§ **Source**:
=-=-=-=-=

GetPageText method

<< Click to Display Table of Contents >>

Navigation:  Component Description > Methods >

GetPageText method

Declaration

 

function GetPageText(PageNo: Integer; format: string = ''): string;

Description

This function retrieves the text of a certain text as an ANSI string.

PageNo is 0 based.

You can specify the format You need:

"ANSI" - Ansitext

"HTML" - HTML with CSS styles

"XYHTM" or "XYHTML" - HTML with CSS styles - each characters will be placed directly using absolute CSS positions. Pages are separated by <page/> - since this not supported by HTML reader, it is best to export the text page by page - otherwise you will see overprinted text.

Use command COMPDF_GetTextSetOptions (=272) to modify the extracted text:

Set bit 2 if you need y position written as text baseline position (=default) or clear bit 2 to save the top position

 

"XML" - simplified XML code. The text is exported encoded into UTF8 format. <?xml...> tags are suppressed, to make it easier to append the text.

The following tags are used:

 <table>, <tr>, <td> are used to separate tables from the text

 <page units="pt" n="pagenumber 0..x" w="width" h="height"> </page> encloses one page

 <text ff="fontface" fs="fontsize" x="xpos" y="ypos" fc="fontcolor"> </text> encloses text

    i="1" will be written for italic text, b="1" will be used for bold text.

 The engine will combine consecutive characters into one <text> tag encoded to UTF8.

=-=-=-=-=

§ **Stated problem 1**: Rewrite the paragraph of the GetPageText documentation that begins "XYHTM" or "XYHTML" as a short bulleted list that keeps its main facts.
§ **Stated problem 2**: Translate this sentence from the GetPageText documentation into Spanish: "The engine will combine consecutive characters into one <text> tag encoded to UTF8."
§ **Stated problem 3**: According to the GetPageText documentation, what attribute is written for bold text in the XML format?

=-=-=-=-=

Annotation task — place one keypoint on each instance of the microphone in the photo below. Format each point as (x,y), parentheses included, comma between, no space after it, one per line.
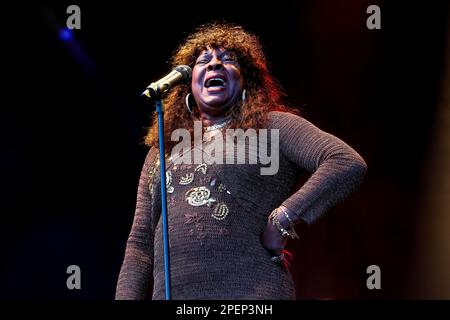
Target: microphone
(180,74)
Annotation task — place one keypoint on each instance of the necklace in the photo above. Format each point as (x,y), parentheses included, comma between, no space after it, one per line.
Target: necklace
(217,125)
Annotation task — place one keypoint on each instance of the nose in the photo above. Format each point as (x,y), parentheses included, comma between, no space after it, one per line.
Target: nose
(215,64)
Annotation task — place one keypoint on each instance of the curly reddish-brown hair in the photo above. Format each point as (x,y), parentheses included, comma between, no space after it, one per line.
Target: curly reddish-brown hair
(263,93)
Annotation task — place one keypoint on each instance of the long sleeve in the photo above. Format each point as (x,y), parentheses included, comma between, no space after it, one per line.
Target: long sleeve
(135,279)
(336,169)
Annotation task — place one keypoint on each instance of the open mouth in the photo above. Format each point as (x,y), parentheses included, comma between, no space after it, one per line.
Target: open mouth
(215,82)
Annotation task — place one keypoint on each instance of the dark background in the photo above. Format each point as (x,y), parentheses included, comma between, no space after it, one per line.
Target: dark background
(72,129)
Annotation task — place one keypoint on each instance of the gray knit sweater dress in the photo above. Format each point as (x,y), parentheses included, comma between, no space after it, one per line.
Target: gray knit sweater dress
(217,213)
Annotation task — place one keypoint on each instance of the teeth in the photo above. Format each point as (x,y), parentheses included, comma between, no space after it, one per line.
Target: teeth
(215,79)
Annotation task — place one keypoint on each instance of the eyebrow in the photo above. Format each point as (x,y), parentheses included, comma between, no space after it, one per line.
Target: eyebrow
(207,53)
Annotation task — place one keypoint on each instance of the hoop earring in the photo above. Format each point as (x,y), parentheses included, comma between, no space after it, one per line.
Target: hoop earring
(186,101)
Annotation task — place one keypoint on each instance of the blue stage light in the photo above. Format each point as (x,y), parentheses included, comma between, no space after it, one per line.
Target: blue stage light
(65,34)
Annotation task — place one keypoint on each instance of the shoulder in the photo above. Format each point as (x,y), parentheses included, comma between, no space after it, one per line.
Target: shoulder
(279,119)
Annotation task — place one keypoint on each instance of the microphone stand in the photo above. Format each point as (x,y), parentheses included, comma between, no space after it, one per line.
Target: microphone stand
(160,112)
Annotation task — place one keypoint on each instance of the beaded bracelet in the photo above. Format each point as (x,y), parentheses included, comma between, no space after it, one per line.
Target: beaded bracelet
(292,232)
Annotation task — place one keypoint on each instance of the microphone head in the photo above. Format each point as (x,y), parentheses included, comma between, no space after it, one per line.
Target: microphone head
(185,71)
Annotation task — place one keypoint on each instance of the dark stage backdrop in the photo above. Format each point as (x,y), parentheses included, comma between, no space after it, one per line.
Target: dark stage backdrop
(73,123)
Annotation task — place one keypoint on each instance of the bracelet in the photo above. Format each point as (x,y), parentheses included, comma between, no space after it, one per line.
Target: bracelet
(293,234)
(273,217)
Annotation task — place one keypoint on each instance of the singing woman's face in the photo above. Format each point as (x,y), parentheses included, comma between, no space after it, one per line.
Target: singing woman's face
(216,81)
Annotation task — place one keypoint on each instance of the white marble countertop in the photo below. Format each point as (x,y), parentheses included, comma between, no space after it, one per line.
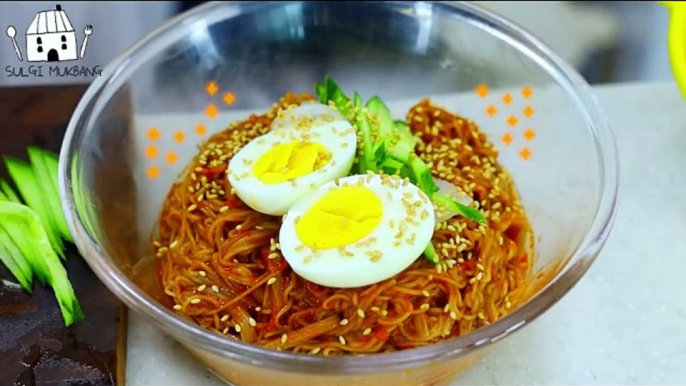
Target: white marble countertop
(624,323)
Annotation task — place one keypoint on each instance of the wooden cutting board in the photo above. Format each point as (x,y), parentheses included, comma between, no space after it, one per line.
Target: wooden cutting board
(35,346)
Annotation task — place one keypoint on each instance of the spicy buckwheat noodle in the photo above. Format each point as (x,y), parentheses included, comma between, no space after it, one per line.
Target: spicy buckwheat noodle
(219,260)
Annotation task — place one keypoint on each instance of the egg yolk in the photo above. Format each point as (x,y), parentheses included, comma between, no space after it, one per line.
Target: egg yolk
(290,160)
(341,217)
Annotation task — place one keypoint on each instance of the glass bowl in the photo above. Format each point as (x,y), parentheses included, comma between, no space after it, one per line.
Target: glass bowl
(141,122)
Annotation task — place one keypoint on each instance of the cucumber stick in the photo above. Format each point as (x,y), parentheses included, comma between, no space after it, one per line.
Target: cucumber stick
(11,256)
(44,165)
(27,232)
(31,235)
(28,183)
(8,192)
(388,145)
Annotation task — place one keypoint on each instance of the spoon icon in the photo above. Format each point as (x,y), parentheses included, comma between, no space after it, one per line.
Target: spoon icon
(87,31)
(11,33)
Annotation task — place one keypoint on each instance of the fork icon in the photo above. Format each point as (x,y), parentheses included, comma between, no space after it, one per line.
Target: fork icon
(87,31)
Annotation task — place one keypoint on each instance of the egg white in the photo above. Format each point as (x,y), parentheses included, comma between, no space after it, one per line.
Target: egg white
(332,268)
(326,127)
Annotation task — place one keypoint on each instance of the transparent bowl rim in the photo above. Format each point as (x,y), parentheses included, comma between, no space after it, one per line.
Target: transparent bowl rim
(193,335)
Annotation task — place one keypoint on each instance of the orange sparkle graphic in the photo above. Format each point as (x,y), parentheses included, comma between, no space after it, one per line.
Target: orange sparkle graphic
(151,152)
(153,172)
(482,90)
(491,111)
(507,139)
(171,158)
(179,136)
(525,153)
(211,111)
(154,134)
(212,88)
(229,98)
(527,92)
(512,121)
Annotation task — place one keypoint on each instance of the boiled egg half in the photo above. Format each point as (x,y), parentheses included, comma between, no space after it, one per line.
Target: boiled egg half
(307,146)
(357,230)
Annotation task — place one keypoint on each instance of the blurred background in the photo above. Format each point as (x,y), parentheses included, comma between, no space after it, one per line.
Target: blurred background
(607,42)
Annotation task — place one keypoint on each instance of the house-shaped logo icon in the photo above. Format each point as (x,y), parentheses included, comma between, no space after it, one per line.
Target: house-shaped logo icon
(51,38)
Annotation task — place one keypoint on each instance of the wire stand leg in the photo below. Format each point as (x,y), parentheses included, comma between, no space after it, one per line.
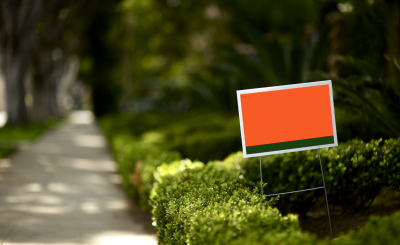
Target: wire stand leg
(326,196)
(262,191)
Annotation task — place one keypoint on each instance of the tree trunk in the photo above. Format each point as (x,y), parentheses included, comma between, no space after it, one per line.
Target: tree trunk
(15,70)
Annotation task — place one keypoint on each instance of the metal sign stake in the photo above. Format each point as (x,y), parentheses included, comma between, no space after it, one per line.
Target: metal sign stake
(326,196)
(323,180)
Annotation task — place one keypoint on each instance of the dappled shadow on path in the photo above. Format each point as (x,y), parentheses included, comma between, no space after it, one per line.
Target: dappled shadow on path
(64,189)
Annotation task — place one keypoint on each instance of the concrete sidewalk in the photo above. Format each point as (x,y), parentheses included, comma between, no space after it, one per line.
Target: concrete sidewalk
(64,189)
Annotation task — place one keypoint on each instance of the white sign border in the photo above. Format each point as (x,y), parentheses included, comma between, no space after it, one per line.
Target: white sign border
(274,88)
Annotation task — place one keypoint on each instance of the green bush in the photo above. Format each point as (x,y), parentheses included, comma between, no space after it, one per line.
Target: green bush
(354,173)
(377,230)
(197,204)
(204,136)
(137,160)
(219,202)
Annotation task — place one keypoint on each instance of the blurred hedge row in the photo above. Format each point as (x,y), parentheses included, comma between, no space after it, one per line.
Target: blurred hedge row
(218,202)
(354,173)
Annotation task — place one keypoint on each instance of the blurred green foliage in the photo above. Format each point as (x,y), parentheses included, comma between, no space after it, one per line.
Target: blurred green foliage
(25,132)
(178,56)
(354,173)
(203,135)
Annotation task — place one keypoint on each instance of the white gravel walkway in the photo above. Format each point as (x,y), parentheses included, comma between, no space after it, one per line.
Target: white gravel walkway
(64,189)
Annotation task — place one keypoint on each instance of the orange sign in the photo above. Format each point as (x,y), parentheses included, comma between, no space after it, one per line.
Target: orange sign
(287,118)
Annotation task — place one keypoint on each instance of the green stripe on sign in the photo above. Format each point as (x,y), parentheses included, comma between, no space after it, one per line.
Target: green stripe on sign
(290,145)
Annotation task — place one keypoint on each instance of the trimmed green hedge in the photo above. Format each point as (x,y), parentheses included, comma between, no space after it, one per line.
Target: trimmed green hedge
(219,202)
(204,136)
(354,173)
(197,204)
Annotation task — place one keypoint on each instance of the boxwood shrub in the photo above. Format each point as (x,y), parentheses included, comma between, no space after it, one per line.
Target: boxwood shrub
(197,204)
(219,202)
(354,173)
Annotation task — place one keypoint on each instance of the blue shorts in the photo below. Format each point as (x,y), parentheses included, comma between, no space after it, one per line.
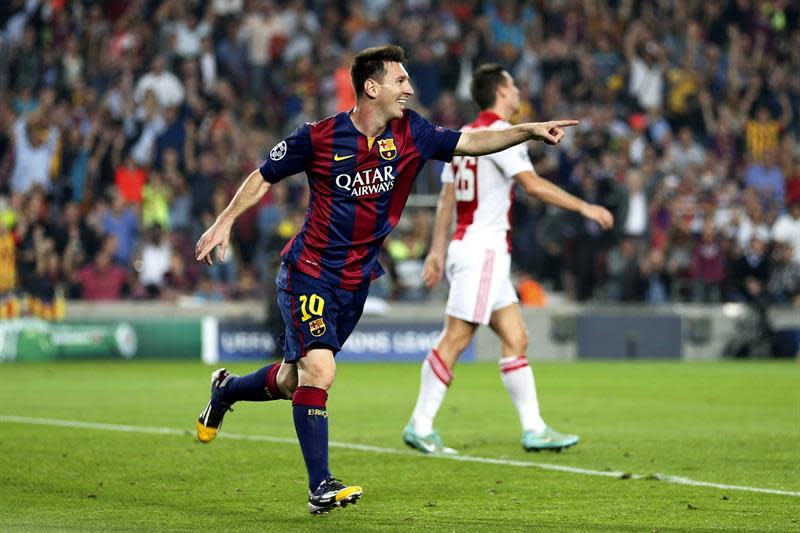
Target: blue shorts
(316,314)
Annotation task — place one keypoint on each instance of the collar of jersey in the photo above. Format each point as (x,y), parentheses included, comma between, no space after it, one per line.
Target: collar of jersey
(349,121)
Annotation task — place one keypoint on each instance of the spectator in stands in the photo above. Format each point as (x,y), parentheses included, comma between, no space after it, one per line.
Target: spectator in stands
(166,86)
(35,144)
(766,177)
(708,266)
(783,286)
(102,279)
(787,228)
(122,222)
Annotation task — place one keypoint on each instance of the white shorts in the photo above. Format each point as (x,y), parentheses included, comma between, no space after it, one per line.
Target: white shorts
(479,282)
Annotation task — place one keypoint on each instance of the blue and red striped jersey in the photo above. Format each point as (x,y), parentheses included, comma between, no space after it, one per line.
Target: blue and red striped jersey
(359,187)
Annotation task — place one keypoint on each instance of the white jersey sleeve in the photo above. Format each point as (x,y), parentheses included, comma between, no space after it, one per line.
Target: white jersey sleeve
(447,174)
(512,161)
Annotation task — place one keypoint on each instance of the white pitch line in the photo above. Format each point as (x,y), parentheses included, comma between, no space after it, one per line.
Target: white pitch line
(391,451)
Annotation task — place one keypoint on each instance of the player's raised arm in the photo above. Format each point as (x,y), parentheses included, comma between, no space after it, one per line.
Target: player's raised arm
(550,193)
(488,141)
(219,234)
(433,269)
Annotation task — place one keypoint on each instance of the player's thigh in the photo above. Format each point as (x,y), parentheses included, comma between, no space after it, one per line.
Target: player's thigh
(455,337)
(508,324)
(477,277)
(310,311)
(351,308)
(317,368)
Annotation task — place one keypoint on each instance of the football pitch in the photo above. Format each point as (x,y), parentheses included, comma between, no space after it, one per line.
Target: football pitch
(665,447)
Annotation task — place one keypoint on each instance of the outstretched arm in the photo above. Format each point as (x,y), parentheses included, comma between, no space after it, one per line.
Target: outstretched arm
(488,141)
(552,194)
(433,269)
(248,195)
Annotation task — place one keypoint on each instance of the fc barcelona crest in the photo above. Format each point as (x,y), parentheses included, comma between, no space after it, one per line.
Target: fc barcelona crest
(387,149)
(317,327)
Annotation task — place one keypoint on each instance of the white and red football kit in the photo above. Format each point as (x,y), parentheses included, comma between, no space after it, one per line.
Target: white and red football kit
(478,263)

=-=-=-=-=

§ **Response 1**:
- Format names: "XYHTM" or "XYHTML".
- Output: HTML with CSS styles, with each character placed directly using absolute CSS positions.
- Pages are separated by <page/>, which HTML readers do not support.
- It is best to export the text page by page, or the text will appear overprinted.

§ **Response 2**: El motor combinará los caracteres consecutivos en una sola etiqueta <text> codificada en UTF8.

§ **Response 3**: b="1"